(Source records)
┏━━
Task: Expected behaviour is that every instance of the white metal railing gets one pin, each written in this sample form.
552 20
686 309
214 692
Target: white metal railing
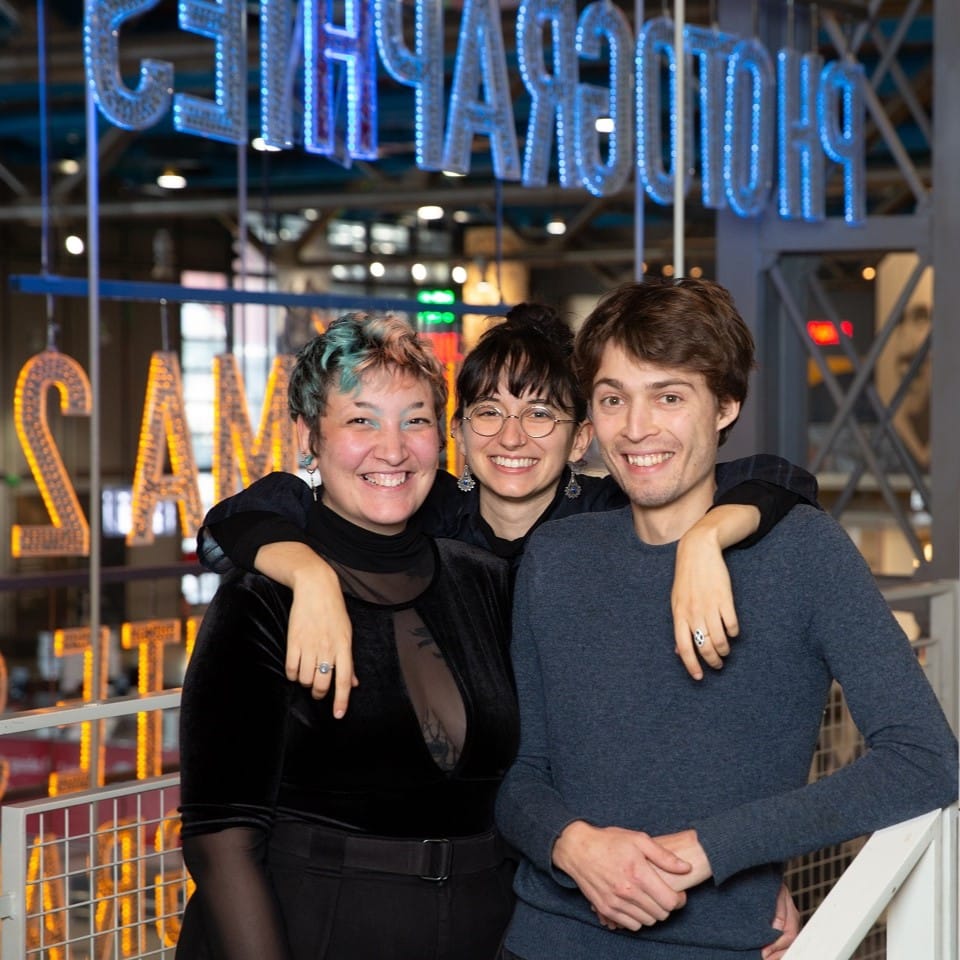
┗━━
Set exercise: Rewrite every line of the entries above, substituting "fence" for each occurrence of "railing" and keeping everything else unchanged. Leave the pictures out of your answer.

Task solution:
Task: Expected behaviour is that every instance of the white metal fence gets one pin, each written in this sample form.
552 20
686 309
214 692
Target: white metal fence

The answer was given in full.